*GOAL A*.
In the commentary about economists and the financial collapse, what organization was Dean Baker from?
*GOAL B*.
Continue the commentary about economists and the financial collapse from where it stops.

Take, for example, the statements made Nov. 19 by four economists on a telephonic press conference, in support of a new Federal government "economic stimulus," in response to a question from EIR. Our reporter asked the four why they hadn't emphasized that the cause of the economic collapse sweeping the globe was the breakdown of the financial and banking system, or discussed the need to reorganize the financial system in bankruptcy. All four, three of whom came from allegedly Democratic think tanks, vehemently agreed with the statement made by Dean Baker of the Economic Policy Research Center: "I think we stopped the financial collapse!"

He might as well have said that snow is black!

Of course, the Bush Administration itself has been at pains to try to support a similar assertion. But with each crash of the markets, or announcement of mass layoffs, or declaration of corporate bankruptcy, whatever "technical" interpretation Treasury Secretary Paulson is trying to put on the figures looks more and more ridiculous. And why would the so-called opposition be agreeing with Paulson and Fed chairman Bernanke's assertions that they had stabilized the financial crisis?

The only explanation is that none of these economists are in the real world, or, if they are, are too terrified to admit that reality. To them, the economy basically comes down to the question of money—where it is, and where it isn't, who has it, and who doesn't. They are prepared to pass judgment on the morality, or usefulness, of how the money is distributed. But they will not face the fact that the whole financial system on which this money is based, is kaputt—and must be replaced. They might as well be playing a game of Monopoly (and, under the current Fed system, that's about what the currency will be worth!).

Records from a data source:
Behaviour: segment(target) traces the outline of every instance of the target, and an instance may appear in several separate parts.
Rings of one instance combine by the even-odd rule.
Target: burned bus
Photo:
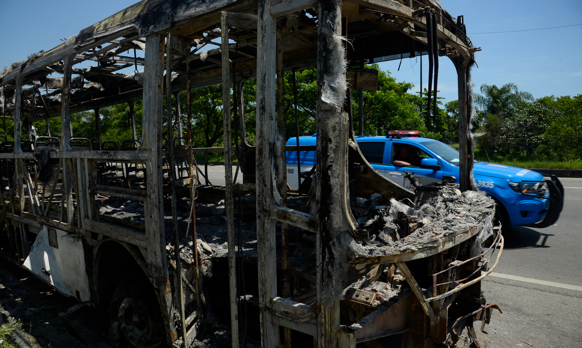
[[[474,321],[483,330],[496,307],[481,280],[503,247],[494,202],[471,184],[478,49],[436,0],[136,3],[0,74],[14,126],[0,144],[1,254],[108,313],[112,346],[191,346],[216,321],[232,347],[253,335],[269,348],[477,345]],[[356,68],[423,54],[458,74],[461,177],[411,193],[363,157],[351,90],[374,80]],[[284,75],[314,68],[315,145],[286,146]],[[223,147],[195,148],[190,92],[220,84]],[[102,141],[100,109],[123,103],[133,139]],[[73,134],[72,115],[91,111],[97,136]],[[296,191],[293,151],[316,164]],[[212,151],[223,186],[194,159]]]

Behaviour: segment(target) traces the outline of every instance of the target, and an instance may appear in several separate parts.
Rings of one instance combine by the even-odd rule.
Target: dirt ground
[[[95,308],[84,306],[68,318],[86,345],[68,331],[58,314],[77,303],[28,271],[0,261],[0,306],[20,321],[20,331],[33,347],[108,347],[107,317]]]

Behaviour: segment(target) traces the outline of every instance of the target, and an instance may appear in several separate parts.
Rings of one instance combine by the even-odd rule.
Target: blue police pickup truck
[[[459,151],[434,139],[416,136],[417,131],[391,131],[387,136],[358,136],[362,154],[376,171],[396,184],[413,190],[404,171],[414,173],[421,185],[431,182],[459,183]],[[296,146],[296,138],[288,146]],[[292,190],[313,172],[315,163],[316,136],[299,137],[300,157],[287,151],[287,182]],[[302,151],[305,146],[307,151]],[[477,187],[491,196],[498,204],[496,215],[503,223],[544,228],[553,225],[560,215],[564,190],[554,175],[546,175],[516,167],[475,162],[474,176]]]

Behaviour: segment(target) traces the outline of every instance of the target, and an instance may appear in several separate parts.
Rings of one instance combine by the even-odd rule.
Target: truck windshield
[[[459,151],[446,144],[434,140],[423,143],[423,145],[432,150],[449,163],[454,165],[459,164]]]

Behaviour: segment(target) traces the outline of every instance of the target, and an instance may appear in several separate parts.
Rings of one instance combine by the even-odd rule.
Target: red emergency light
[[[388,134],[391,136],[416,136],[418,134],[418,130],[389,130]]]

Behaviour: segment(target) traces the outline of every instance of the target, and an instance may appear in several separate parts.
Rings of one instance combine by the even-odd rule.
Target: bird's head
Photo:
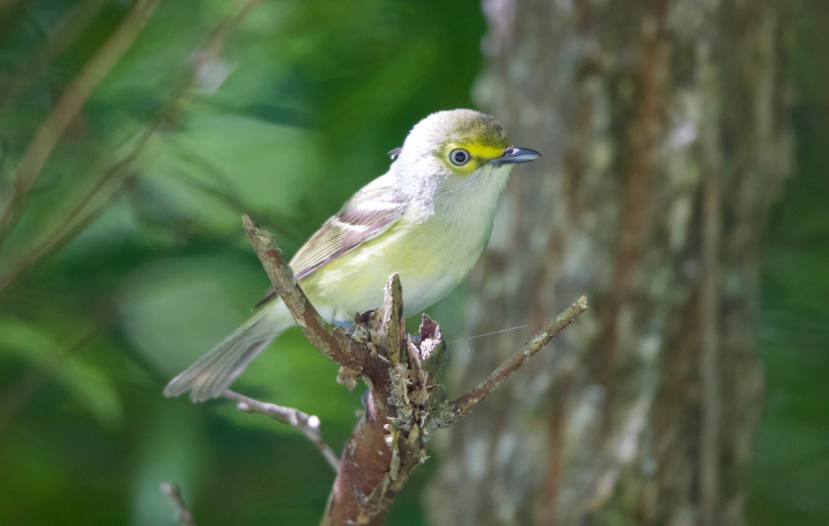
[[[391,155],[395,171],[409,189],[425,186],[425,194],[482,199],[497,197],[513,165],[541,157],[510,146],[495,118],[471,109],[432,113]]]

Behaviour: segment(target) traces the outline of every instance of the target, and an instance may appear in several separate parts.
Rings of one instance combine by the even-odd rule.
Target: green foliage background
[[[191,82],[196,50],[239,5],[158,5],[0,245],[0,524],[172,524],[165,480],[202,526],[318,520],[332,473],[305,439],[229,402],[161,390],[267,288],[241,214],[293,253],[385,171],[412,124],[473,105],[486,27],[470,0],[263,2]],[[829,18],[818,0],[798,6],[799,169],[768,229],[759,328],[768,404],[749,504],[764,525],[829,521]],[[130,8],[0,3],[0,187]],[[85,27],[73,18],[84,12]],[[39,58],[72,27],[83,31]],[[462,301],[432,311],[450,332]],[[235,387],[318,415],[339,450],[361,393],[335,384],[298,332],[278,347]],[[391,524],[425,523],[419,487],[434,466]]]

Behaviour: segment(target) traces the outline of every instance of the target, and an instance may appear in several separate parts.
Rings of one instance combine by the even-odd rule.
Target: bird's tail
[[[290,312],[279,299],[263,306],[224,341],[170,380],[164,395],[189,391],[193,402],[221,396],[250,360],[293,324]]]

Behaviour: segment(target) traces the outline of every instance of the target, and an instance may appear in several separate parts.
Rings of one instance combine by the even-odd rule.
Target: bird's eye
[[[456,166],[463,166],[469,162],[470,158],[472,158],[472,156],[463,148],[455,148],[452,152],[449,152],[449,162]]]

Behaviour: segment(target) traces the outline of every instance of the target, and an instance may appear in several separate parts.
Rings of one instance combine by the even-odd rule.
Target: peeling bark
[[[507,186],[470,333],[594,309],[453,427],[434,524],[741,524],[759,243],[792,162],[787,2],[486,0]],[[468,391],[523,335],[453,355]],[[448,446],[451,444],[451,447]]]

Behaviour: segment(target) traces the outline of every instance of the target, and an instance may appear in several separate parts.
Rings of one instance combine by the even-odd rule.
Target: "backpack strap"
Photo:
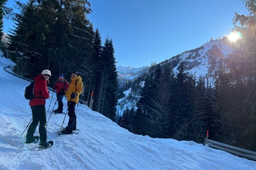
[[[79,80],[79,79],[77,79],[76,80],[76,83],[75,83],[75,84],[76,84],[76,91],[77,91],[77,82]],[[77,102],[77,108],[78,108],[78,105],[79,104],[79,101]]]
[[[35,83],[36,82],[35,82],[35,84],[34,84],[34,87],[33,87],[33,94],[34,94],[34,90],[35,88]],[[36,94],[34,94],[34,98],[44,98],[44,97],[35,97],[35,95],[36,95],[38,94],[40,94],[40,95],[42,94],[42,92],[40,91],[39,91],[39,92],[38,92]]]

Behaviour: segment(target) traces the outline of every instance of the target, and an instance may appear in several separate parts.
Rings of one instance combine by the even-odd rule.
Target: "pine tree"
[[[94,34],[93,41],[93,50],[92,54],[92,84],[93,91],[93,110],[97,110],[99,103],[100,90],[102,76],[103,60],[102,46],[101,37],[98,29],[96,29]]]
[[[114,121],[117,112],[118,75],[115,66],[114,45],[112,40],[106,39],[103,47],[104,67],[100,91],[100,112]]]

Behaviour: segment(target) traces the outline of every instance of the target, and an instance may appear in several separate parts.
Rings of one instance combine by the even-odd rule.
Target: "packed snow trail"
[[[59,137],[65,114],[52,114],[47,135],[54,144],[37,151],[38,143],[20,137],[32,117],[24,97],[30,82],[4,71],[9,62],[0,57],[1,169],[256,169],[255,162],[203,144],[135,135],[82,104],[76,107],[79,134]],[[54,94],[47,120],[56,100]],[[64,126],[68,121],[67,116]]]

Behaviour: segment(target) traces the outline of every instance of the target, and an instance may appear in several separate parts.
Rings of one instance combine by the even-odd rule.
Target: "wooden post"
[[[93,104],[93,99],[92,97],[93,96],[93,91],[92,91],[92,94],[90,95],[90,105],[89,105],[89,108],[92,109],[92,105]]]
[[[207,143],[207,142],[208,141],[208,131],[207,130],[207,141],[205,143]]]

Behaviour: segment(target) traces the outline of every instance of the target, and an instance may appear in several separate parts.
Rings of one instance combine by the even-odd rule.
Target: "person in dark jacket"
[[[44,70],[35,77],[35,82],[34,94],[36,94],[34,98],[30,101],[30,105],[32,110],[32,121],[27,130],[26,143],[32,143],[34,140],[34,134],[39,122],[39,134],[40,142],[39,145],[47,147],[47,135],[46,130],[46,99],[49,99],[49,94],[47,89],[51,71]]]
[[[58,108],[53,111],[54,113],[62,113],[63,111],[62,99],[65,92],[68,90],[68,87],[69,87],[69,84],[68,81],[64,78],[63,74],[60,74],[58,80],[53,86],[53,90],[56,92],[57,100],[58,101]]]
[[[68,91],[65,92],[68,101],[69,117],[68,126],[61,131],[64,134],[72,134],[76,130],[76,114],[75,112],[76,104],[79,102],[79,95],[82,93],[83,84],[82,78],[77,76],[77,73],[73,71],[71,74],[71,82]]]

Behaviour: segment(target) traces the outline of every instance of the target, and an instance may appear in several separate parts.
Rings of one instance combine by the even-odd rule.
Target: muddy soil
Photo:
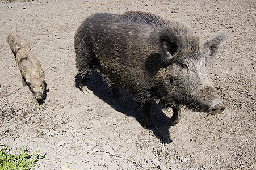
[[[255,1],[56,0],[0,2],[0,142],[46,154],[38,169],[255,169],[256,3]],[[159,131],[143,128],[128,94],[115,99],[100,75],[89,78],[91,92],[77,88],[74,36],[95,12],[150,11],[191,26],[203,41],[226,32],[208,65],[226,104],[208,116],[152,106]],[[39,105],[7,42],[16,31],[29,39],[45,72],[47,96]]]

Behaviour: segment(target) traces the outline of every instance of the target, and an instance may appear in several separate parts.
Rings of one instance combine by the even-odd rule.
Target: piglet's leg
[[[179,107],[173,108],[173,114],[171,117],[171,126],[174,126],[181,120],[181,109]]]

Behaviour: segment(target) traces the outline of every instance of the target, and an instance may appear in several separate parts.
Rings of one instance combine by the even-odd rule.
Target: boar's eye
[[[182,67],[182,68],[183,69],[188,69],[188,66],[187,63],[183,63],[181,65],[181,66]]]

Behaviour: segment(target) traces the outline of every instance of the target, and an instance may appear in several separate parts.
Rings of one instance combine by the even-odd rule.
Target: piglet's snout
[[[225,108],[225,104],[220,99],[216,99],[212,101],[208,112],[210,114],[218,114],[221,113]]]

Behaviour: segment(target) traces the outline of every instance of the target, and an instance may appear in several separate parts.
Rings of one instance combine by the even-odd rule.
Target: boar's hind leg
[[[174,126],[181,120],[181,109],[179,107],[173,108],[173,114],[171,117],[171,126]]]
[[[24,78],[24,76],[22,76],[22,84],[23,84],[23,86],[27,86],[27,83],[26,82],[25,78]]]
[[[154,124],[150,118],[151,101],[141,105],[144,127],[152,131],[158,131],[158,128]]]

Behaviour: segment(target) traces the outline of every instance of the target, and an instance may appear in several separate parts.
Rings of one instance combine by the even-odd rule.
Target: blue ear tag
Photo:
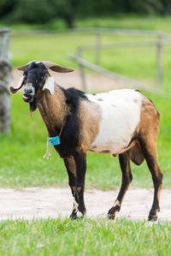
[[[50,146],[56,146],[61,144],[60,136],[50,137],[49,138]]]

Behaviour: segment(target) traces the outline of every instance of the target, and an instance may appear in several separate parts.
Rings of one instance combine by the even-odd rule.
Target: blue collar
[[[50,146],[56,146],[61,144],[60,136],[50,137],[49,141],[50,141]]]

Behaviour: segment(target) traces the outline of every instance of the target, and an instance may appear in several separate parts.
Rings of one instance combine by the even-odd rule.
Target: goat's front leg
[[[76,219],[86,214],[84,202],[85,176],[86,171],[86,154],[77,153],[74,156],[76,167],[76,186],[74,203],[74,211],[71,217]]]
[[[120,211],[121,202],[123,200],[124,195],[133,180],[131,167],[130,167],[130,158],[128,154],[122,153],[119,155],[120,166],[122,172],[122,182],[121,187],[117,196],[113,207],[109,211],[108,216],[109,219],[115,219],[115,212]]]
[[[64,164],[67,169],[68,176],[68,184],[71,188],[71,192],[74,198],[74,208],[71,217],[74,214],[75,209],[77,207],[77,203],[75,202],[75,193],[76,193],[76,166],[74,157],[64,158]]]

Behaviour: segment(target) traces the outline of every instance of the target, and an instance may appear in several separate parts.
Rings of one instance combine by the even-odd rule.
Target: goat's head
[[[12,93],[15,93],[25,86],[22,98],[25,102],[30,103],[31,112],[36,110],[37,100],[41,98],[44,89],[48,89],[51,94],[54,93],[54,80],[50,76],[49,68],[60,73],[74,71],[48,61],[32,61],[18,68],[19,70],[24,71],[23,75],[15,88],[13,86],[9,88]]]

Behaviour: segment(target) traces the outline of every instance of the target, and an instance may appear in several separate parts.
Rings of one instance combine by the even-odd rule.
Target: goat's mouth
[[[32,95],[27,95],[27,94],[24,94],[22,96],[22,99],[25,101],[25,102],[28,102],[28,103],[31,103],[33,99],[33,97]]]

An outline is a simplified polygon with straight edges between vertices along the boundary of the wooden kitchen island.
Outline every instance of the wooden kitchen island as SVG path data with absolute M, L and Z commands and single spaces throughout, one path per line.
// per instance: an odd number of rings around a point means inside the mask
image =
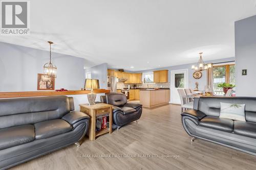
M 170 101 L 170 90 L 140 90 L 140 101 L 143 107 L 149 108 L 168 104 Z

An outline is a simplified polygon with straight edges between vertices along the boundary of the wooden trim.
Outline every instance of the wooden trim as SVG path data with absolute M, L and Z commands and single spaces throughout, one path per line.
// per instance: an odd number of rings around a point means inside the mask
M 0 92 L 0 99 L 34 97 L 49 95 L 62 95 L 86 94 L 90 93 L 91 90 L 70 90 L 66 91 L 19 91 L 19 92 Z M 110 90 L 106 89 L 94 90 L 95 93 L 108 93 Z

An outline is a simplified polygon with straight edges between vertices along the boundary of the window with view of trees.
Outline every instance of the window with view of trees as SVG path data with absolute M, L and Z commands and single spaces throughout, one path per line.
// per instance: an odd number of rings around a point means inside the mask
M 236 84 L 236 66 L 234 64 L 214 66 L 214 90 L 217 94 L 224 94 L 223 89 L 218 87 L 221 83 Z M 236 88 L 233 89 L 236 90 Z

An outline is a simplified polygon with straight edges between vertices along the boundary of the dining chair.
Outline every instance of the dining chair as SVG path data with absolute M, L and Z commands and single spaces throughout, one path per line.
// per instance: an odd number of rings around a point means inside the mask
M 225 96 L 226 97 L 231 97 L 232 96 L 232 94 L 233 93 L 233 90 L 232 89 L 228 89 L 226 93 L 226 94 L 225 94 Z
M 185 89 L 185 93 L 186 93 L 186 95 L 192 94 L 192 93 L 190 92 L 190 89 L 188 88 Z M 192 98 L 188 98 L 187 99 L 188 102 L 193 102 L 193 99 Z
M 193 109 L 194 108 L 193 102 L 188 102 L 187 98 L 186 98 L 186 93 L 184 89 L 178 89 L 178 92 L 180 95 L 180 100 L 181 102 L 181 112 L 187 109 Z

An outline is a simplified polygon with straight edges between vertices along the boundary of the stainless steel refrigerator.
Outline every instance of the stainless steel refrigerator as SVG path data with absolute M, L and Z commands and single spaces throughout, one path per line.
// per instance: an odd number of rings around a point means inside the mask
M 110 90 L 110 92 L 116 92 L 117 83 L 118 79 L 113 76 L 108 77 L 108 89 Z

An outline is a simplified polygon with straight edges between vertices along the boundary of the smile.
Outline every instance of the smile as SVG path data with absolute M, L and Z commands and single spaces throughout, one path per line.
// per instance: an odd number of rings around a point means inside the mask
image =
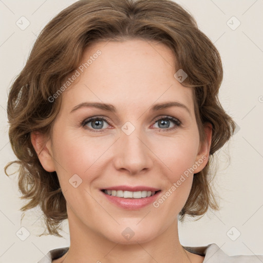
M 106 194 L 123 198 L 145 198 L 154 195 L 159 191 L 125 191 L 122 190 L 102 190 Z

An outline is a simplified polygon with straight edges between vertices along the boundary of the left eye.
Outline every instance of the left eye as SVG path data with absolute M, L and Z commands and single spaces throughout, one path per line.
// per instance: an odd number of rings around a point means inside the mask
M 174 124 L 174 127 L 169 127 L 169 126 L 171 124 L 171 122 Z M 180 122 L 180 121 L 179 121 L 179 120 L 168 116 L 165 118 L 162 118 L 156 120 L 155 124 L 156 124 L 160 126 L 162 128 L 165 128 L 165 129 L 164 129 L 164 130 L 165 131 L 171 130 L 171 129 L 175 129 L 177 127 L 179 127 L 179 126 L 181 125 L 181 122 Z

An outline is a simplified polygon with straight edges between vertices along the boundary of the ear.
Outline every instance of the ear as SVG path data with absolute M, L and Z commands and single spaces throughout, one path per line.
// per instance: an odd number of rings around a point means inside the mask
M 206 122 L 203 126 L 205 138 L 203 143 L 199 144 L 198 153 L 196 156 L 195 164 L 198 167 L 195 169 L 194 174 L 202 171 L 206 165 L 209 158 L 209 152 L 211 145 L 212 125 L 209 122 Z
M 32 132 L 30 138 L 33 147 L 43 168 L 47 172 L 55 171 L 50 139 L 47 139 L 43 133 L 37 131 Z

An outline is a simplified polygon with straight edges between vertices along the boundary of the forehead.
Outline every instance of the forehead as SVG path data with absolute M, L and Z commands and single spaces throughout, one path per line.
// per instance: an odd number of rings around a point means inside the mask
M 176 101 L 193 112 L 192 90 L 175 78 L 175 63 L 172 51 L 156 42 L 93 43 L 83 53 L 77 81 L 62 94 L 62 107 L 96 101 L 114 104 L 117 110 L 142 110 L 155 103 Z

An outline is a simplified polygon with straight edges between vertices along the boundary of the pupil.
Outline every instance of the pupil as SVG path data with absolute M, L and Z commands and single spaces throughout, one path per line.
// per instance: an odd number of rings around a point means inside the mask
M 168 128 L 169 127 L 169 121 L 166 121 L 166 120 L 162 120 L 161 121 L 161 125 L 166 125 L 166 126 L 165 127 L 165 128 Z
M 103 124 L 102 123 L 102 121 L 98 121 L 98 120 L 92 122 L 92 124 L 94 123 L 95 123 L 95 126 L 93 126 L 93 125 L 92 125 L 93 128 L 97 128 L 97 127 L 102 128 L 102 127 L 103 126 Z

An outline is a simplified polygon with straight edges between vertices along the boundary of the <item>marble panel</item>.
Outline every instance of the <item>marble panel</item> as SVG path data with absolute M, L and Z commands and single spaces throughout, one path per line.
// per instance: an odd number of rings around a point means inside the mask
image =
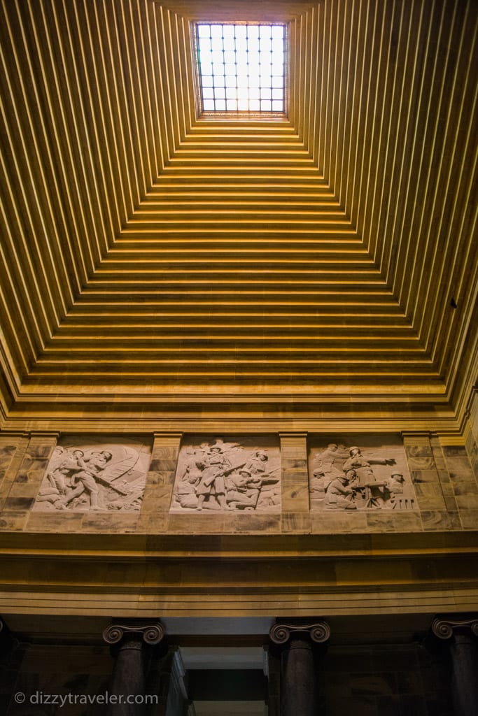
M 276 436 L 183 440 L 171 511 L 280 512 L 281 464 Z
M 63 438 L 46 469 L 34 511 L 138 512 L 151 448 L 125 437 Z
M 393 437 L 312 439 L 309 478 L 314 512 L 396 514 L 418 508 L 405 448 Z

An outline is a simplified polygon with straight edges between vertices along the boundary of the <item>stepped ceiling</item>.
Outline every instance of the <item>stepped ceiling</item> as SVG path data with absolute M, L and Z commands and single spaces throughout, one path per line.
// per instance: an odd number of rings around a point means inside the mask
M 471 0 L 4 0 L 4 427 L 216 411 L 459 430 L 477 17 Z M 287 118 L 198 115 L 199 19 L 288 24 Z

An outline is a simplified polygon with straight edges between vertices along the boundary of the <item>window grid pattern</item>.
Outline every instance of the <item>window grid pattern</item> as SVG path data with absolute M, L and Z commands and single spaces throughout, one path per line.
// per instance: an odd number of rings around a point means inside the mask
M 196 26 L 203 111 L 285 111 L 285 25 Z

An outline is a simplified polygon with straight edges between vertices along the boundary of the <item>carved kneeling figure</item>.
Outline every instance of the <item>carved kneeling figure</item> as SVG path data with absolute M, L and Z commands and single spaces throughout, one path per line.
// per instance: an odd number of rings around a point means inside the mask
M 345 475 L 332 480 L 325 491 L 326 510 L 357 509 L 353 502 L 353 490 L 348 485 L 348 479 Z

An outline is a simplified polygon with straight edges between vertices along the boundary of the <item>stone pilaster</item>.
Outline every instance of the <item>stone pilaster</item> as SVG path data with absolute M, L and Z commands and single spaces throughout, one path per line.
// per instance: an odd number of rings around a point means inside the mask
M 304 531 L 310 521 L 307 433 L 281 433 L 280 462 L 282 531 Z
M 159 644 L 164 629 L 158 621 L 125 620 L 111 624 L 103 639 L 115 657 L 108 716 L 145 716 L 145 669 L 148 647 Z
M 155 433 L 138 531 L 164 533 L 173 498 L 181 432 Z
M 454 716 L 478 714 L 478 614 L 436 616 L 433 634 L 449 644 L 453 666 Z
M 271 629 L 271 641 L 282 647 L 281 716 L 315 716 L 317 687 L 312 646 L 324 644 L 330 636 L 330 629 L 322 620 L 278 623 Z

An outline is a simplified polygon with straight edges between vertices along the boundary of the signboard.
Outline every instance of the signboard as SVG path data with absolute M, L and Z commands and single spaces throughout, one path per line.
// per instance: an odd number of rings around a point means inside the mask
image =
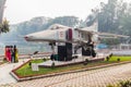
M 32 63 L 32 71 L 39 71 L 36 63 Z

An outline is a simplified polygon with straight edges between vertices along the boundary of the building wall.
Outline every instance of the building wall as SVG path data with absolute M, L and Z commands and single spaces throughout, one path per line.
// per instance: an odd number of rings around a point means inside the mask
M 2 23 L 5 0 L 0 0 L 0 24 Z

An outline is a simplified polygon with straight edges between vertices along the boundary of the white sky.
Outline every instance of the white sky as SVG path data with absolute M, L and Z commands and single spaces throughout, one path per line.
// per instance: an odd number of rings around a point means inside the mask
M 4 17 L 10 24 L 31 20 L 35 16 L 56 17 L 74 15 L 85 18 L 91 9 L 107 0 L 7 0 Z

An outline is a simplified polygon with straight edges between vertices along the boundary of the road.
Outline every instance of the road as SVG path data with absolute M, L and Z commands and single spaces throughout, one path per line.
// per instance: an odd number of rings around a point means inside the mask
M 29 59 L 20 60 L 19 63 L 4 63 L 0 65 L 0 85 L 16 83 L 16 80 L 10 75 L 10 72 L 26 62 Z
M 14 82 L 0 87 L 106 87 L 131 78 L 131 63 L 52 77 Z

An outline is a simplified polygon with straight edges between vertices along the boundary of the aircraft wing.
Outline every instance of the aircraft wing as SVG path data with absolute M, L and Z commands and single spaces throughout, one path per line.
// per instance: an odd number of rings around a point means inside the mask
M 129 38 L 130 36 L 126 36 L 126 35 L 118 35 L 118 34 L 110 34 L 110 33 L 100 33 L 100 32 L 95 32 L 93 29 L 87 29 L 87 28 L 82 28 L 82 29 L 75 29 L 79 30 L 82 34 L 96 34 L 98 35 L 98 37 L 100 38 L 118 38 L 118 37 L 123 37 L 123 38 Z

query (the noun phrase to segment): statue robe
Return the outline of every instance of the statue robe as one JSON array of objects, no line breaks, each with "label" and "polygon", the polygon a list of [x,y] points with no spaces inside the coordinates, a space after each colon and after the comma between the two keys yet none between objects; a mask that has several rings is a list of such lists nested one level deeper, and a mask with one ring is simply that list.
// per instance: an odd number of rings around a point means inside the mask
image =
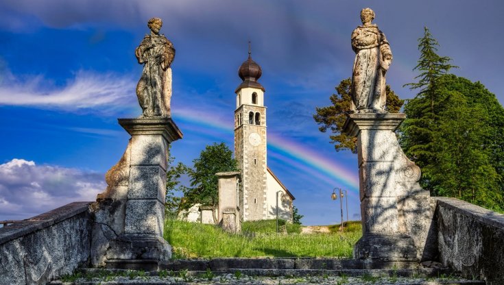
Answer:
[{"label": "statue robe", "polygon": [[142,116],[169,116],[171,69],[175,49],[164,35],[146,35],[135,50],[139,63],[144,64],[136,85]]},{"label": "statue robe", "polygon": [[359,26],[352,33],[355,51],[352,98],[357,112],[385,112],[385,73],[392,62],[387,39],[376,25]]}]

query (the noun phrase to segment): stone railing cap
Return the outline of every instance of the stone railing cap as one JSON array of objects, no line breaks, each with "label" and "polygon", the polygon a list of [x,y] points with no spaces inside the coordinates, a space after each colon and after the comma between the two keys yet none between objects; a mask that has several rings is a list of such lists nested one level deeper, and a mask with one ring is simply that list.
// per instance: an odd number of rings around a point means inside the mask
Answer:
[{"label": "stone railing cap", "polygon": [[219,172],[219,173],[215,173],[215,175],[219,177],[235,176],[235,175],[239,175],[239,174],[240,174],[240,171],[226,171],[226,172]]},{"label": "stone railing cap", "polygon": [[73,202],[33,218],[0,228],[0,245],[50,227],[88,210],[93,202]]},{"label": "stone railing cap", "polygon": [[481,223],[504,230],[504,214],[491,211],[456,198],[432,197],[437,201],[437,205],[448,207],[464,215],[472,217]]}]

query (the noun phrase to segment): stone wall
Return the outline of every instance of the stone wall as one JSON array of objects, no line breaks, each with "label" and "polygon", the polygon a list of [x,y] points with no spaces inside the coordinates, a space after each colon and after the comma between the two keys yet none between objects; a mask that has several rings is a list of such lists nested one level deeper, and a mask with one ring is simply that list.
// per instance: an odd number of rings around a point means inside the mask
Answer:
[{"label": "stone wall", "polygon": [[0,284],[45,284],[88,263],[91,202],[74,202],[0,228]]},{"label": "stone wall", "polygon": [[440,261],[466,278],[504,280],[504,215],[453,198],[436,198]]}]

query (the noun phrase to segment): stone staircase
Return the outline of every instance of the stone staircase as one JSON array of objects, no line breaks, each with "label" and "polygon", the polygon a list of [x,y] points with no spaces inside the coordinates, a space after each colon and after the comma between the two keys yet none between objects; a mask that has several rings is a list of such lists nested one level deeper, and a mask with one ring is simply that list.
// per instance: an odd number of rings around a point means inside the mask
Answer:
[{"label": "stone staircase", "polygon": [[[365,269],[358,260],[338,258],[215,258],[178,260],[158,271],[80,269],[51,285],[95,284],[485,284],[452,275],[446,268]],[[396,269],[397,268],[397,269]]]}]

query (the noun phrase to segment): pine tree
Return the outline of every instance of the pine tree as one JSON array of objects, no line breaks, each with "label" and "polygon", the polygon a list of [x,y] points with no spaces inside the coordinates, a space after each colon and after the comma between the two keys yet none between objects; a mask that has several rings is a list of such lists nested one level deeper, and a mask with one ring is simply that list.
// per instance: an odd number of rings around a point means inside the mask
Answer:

*EXERCISE ANSWER A*.
The Economic Policy Research Center.

*EXERCISE ANSWER B*.
Real economy, on the other hand, as was defined by Gottfried Wilhelm Leibniz, U.S. Treasury Secretary Alexander Hamilton, and Lyndon LaRouche, concerns the physical principles by which a society reproduces itself. Thus, what must be measured is the production of the goods and services, the capital goods required for that production, the infrastructure upon which that production depends, and the productive powers of labor itself (dependent upon the creative powers of mind). None of this can be measured by money.

It is endemic among the Baby Boomer generation to believe that the U.S. economy, which has been collapsing consistently ever since the late 1960s, has progressed over the past 40 years, because "everyone" has more money! But, what will that money buy? What standard of living can it buy? And how much of it is nothing but debt?

Does no one today realize the irony of the prevailing practice of counting consumer spending as part of the Gross National Product?

There is reason to hope that the general population is not as "well-educated" as Russell hoped (and as the economists are), and will thus revolt against the raging depression, in favor of creating a new economic/financial system based on sound physical principles. Will it happen in time? That truly depends upon what you, dear reader, choose to do.